(begin)
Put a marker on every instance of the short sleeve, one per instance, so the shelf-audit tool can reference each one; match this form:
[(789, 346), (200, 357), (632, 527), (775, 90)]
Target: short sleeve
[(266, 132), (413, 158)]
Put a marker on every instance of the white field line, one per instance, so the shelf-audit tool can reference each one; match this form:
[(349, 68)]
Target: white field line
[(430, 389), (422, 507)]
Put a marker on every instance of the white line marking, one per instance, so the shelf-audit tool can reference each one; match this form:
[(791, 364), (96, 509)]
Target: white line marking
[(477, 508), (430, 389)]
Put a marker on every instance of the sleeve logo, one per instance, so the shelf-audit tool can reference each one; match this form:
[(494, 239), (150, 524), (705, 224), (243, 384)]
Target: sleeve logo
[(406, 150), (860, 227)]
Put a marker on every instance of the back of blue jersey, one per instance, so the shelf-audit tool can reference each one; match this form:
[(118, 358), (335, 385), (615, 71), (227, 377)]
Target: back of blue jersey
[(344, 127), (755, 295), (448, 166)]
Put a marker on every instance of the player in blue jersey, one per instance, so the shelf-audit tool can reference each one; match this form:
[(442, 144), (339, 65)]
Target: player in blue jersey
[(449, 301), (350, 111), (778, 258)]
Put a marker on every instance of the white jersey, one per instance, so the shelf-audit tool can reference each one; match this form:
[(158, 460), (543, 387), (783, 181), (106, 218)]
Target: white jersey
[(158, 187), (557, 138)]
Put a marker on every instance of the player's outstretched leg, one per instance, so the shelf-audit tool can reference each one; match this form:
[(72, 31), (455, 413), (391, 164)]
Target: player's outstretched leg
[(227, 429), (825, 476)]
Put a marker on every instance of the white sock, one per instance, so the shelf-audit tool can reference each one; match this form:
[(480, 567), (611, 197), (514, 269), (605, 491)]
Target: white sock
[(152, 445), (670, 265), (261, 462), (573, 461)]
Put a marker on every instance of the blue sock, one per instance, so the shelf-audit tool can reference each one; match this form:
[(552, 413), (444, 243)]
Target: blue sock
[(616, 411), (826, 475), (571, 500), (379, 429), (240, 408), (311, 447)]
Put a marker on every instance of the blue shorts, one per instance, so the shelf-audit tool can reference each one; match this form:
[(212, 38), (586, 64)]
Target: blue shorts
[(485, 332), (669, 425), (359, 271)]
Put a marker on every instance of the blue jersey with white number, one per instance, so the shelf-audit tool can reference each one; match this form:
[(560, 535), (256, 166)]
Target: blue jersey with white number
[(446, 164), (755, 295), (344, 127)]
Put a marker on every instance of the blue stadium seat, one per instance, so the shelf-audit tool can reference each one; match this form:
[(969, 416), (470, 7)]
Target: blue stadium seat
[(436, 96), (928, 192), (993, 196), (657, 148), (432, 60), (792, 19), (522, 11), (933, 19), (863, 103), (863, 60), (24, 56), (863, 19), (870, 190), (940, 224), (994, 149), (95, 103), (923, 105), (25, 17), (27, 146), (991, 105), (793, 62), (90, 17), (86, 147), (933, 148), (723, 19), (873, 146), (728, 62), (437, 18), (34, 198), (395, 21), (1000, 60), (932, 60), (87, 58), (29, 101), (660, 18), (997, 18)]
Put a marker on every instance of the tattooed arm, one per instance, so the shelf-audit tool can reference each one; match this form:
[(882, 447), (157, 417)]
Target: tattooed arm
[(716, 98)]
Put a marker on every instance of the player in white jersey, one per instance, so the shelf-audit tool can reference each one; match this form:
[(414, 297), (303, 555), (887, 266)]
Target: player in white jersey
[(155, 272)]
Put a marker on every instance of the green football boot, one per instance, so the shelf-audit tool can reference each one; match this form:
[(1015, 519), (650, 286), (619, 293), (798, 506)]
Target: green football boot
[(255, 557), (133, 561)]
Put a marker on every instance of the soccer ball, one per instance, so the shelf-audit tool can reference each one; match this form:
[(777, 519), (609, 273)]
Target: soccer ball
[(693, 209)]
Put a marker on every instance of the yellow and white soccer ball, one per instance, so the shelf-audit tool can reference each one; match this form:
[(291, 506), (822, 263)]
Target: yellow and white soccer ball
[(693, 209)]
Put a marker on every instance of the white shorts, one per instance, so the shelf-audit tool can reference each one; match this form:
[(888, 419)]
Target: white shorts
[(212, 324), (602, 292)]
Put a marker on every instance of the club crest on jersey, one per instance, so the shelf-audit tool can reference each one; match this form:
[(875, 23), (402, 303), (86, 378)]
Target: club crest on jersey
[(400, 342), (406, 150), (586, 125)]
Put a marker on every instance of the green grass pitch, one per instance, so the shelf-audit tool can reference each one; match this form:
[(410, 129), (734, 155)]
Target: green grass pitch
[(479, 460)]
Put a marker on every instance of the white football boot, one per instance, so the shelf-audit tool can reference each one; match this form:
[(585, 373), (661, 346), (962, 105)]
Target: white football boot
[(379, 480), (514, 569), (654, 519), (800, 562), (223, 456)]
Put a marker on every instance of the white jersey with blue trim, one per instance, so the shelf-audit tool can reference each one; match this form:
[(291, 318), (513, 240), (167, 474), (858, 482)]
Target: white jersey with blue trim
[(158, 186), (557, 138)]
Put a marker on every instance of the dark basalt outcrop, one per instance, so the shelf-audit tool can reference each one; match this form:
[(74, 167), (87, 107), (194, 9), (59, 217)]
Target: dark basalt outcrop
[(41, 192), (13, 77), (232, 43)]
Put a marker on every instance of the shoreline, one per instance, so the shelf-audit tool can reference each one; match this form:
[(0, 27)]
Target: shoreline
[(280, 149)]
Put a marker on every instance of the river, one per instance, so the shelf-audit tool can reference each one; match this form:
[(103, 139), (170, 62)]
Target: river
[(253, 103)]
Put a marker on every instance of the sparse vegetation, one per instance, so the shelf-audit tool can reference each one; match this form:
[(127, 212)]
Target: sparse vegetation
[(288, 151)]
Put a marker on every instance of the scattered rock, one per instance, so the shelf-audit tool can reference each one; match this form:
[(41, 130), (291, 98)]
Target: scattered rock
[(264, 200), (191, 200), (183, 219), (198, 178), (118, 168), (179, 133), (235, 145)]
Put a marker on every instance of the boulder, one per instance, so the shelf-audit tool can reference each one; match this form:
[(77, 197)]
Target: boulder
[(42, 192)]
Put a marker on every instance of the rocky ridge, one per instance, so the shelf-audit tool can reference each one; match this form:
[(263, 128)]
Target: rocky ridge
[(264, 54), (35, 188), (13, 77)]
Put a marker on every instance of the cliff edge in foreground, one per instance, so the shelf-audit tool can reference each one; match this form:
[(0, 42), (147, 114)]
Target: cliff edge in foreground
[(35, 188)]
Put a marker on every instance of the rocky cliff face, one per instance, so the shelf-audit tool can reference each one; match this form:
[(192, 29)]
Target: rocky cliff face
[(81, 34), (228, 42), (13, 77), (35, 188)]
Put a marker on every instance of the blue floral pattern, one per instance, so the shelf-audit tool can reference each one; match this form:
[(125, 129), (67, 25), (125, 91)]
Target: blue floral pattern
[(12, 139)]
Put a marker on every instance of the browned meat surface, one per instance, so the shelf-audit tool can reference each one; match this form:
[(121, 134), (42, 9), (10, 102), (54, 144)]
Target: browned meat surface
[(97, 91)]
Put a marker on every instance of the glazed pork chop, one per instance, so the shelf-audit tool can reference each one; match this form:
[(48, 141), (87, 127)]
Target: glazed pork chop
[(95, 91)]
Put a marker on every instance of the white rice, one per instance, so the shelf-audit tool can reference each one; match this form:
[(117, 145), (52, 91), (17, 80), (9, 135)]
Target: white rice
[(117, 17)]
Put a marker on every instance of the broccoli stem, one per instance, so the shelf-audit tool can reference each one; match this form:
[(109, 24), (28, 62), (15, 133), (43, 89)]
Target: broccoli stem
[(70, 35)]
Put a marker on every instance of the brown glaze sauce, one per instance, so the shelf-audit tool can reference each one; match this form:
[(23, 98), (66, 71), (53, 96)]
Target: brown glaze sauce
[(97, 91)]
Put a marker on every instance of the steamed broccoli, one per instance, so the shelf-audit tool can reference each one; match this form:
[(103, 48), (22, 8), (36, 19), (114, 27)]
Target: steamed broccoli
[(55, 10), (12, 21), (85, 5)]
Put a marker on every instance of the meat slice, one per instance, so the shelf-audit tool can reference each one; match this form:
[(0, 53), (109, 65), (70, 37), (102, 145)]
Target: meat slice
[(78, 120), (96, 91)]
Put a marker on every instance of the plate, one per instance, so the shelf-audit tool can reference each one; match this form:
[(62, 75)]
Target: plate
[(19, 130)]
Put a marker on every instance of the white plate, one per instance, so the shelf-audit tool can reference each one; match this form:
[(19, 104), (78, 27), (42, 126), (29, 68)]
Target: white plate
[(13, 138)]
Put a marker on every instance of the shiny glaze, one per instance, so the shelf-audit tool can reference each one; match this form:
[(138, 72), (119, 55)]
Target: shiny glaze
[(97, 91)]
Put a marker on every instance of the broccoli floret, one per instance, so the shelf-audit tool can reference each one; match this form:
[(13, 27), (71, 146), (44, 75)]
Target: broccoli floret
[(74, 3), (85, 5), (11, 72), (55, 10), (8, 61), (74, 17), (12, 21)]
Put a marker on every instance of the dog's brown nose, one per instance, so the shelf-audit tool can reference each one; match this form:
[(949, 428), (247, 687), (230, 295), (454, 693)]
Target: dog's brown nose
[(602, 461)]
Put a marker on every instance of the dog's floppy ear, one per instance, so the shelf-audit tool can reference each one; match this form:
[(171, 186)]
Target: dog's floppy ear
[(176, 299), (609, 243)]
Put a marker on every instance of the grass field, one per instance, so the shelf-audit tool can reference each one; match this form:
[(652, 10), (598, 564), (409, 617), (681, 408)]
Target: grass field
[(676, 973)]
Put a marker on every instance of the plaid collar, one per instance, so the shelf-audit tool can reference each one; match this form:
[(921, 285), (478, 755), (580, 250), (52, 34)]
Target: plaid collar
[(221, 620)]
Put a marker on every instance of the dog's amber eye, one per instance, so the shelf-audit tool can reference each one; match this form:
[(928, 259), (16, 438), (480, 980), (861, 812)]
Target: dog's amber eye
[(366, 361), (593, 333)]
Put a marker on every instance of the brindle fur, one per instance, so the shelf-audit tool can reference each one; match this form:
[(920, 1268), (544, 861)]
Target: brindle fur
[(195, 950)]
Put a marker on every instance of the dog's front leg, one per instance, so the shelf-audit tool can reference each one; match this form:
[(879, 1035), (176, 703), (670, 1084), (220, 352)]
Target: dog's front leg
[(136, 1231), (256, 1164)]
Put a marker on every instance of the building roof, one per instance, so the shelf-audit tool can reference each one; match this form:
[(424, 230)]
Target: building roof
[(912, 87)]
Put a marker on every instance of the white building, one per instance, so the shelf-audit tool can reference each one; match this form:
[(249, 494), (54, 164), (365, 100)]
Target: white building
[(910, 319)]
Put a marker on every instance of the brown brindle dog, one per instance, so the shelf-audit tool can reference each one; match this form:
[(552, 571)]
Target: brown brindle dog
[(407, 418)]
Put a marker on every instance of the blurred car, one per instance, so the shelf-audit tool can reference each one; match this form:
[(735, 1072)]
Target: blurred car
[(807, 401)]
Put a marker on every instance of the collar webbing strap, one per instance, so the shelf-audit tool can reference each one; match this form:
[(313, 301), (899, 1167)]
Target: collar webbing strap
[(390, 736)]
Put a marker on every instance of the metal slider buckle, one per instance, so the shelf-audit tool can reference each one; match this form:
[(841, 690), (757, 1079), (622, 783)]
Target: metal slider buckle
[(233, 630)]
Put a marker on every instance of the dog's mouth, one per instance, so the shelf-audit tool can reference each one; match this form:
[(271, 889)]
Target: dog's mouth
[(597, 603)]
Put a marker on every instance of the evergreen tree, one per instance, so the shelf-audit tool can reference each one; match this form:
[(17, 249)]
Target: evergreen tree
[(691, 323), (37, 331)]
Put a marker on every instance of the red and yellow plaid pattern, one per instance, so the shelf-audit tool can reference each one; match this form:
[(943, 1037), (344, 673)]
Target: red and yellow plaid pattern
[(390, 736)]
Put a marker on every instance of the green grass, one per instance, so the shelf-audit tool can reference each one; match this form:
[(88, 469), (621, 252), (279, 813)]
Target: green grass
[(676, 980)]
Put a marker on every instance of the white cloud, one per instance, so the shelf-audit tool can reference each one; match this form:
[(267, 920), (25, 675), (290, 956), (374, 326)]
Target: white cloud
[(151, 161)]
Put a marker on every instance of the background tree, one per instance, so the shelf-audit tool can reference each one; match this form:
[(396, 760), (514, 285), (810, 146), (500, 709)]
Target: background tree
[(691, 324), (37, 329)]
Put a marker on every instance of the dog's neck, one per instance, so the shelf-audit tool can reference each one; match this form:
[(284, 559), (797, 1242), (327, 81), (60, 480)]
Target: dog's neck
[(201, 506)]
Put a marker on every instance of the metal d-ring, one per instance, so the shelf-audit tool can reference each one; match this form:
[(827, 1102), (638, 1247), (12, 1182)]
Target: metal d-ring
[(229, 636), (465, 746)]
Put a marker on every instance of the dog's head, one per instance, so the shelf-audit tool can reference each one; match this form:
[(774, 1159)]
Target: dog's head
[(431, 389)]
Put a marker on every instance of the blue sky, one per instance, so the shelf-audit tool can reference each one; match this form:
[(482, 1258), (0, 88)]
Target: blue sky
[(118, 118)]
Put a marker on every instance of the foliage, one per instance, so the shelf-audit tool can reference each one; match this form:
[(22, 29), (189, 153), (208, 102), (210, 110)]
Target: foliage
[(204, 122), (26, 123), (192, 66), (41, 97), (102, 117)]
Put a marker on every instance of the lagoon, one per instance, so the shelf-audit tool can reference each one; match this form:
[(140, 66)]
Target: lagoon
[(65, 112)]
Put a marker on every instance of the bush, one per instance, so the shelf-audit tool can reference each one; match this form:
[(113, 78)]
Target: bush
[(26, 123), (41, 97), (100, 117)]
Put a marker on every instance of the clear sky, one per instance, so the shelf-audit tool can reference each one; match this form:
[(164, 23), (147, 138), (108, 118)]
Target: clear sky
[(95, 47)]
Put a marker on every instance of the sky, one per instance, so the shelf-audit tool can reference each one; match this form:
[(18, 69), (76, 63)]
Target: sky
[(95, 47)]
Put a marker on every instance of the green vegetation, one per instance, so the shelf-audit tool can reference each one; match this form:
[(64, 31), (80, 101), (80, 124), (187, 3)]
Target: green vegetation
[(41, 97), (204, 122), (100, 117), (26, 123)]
(end)
- [Required work]
Repeat only the stretch of lines starting at the one containing "Put a marker on every instance of the lagoon, one" and running to the final line of the entries above.

- [Written answer]
Put a marker on every instance of the lagoon, one per instance, so the shelf-audit tool can reference each one; match this form:
[(140, 66)]
Target: lagoon
[(65, 112)]
Put a marker on every instance of the bush, one per instance, so the shelf-audit tool can reference each one; match this form:
[(113, 78)]
Target: bush
[(26, 123), (41, 97), (100, 117)]
Put a marker on every instance of the clear sky, one per instance, so the shelf-audit tool can reference each one; match this form:
[(164, 23), (147, 138), (108, 118)]
Target: clear sky
[(95, 47)]
Put a marker on every instance of the sky, one per instance, so the shelf-audit tool can reference each one; match this form:
[(18, 69), (76, 63)]
Target: sky
[(95, 47)]
Put a marker on every instance of the green vegetation, one per instance, so the shelf-audit tool can reference each one; match this form:
[(64, 31), (80, 101), (80, 124), (187, 3)]
Target: green vegetation
[(41, 97), (204, 122), (100, 117), (26, 123)]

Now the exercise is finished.